Work item
From the first line to the last, retype the data below exactly.

═════ Record set ═════

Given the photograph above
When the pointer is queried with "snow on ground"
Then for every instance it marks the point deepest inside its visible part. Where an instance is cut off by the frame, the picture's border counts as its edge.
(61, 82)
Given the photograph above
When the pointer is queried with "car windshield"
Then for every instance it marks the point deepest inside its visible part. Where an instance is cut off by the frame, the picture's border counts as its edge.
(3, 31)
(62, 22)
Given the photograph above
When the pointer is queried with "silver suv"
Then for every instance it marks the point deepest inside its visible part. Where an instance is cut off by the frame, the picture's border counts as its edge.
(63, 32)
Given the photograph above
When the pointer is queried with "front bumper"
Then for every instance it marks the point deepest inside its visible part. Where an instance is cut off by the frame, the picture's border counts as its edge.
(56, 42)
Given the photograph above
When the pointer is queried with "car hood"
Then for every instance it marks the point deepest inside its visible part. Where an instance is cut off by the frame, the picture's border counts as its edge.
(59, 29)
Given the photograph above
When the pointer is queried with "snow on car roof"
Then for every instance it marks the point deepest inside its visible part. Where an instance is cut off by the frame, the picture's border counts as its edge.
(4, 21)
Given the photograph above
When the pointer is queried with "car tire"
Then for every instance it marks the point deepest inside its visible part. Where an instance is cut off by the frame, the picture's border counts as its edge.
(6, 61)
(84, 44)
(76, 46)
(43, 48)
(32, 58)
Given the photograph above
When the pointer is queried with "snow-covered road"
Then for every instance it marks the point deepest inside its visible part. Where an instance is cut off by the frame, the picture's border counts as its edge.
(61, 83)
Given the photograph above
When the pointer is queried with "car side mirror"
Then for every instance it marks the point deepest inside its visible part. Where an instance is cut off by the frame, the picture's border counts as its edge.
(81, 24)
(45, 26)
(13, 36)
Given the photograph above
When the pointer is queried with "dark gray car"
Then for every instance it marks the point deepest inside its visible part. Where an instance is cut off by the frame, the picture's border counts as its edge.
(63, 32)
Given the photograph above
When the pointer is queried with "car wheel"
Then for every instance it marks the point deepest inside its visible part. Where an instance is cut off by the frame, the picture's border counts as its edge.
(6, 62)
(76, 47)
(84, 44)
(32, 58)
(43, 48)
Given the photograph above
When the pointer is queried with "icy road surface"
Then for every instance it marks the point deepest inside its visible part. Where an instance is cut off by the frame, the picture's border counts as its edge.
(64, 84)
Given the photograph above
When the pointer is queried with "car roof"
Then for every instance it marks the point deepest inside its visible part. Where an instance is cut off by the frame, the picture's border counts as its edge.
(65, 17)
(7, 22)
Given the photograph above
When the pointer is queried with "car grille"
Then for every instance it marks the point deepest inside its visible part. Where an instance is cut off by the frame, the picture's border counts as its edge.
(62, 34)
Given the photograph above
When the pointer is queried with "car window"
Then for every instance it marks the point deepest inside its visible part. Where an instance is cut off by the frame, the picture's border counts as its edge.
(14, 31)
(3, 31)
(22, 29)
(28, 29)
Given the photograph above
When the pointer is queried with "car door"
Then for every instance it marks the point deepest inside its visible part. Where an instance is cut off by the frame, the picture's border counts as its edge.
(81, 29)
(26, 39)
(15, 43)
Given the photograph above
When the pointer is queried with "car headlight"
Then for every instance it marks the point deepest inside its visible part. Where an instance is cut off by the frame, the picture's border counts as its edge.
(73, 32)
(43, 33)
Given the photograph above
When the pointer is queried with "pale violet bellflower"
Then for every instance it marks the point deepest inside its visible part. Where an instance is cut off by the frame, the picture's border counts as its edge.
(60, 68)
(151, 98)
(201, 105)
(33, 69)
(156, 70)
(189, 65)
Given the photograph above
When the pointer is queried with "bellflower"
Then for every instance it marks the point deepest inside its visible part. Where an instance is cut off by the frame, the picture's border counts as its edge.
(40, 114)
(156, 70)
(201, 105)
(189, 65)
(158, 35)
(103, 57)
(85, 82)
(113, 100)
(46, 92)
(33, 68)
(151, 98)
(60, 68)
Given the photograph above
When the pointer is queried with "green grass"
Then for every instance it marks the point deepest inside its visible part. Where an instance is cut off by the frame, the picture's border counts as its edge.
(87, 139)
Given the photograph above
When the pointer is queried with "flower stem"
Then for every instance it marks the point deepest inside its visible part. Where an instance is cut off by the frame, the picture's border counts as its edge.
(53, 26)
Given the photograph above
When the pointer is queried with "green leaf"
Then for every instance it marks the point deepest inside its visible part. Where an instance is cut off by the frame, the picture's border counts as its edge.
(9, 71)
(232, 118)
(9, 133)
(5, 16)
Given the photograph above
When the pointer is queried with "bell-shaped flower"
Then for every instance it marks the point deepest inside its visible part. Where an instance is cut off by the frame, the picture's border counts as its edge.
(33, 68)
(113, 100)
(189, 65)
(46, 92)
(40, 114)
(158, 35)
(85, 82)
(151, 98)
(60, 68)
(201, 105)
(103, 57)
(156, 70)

═════

Output of the task
Given the photograph above
When the pointer is queried with "snow on ground"
Then for every instance it marks the point deepest inside its visible part. Where an instance is cut off by the frame, the picture's border counts as its edge.
(61, 82)
Given the photograph above
When the pointer is queried with "car windshield"
Then for every instance it marks the point deepest inside its visible part. Where an instance is cut off by the frame, the picture's border counts as its edge.
(3, 31)
(62, 22)
Given the photograph above
When the pointer is queried with "silver suv"
Then for every instance it marks the point deepest inside its visible part. Where an instance is cut off by the frame, the picture's border counts as its edge.
(63, 32)
Given the photograph above
When the pointer is queried with "front bumper"
Then for every instance it marks the point deepest inside its visible part. Where an instance is cut off by the frame, the picture's border counts as its edge.
(56, 42)
Given the photograph above
When the pointer is queried with "car hood"
Then for every instance it marks the point deepest inside its visible part. Where an instance is cut off by the frame, the picture's border counts as its edge.
(59, 29)
Given the photograph above
When the pointer is queried with "snow on car roof"
Then for every instance it marks the point deepest inside its visible part. Where an instance is cut off by the frame, the picture's border counts as its edge.
(4, 21)
Given the photograph above
When the pointer is queried with "car tire"
Then for every instance it marks the point deepest inside its visible part. Where an instance is cut off by the frame, the picture's border counts as its edge.
(6, 61)
(84, 44)
(76, 46)
(43, 48)
(32, 58)
Given the photograph above
When the pointer is queried with "snow-covered road"
Then for every instance it marks the point deepest inside its visible part. Where an instance is cut off by the frame, the picture's border counts as its edge.
(61, 83)
Given the photograph above
When the pointer is queried with "car side mirror"
Then for every instance it marks the point deepest inside its visible part. Where an instance is cut off by the frame, the picture's border counts as its edge.
(81, 24)
(45, 26)
(13, 36)
Given the photograph above
When the pointer is queried with "dark gray car"
Then for every instance it marks the point deepest inside its visible part. Where an instance is cut off by the frame, the picture's border counts as its edge.
(63, 32)
Given the photograph above
When the pointer is queried with "car wheel"
Then for every instance it marks the point deepest inside its visible part. Where an instance is cut off by the frame, the picture's border counts as its edge.
(6, 62)
(76, 47)
(84, 44)
(32, 58)
(43, 48)
Given the photograph above
When the pointer is queried with "icy road surface"
Then for every instance it marks the point deepest inside its visible part. Where an instance is cut off by the frame, the picture's border counts as its edge.
(64, 84)
Given the photograph above
When the pointer is queried with "car roof"
Then for every instance it marks the point deepest inside its visible part. Where an instance is cut off by the frame, the picture's border counts as its edge.
(65, 17)
(7, 22)
Given the photograph above
When the pointer is queried with "car grille"
Then for every instance it marks the point deepest inside its visible part. Where an instance is cut off by the frame, the picture's border counts as its edge.
(62, 34)
Given the photograph above
When the pointer is queried with "car window"
Then for every instance it marks the point deepest inside its visible part. Where an instance is cut off by the frame, the picture's border counts as its edge.
(14, 31)
(3, 31)
(22, 29)
(28, 29)
Given the photograph above
When the pointer is queried with "car door"
Then for every instance it marks the point deepest inside its visible part. Where an instance is cut off by the frame, the picture's border counts as its edge.
(81, 29)
(26, 39)
(15, 43)
Given the photograph above
When the pointer is queried with "car headlight"
Then for every instance it marks the point deepest inside its visible part. Where an instance is cut off by the frame, the picture's border counts as its edge.
(73, 32)
(43, 33)
Given the photograph above
When the pointer is queried with "pale violet bellflower"
Then for every instance it marks the point deepest inside its visible part. Where an instance is cut off by the frame, the picture's border counts as its edge.
(60, 68)
(151, 98)
(201, 105)
(33, 69)
(156, 70)
(189, 65)
Given the photograph above
When the pointer is queried with "bellflower"
Then for every instance it marks the point deepest inside its visible part. Where an instance is cut off by the frame, the picture's border counts as its edge.
(40, 114)
(156, 70)
(201, 105)
(189, 65)
(158, 35)
(103, 57)
(85, 82)
(113, 100)
(46, 92)
(33, 68)
(151, 98)
(60, 68)
Given the photograph above
When the pointer is queried with "green grass"
Then for every instance it marks the point deepest inside its visible part. Where an instance is cut off by the frame, the picture's border counts as its edge.
(87, 139)
Given the photograph above
When the pointer is queried with "flower stem"
Then for every instance it marks the point deepest inside its visible part. Where an instance is cut off by the frame, the picture's border counts as its edge.
(53, 26)
Given the photograph above
When the pointer is queried with "green leaf"
Then for every instance it marks the point deepest inside its visible part. Where an instance is cut off by the frame, the picture's border counts as its edge.
(9, 71)
(232, 118)
(9, 133)
(5, 16)
Given the photograph above
When the pointer is queried with "bell-shaped flower"
Then for every instance it marks the point deepest inside its visible part. Where an instance is cut off by the frame, the picture's border counts as its edge.
(33, 68)
(113, 100)
(189, 65)
(46, 92)
(40, 114)
(158, 35)
(85, 82)
(151, 98)
(60, 68)
(201, 105)
(103, 57)
(156, 70)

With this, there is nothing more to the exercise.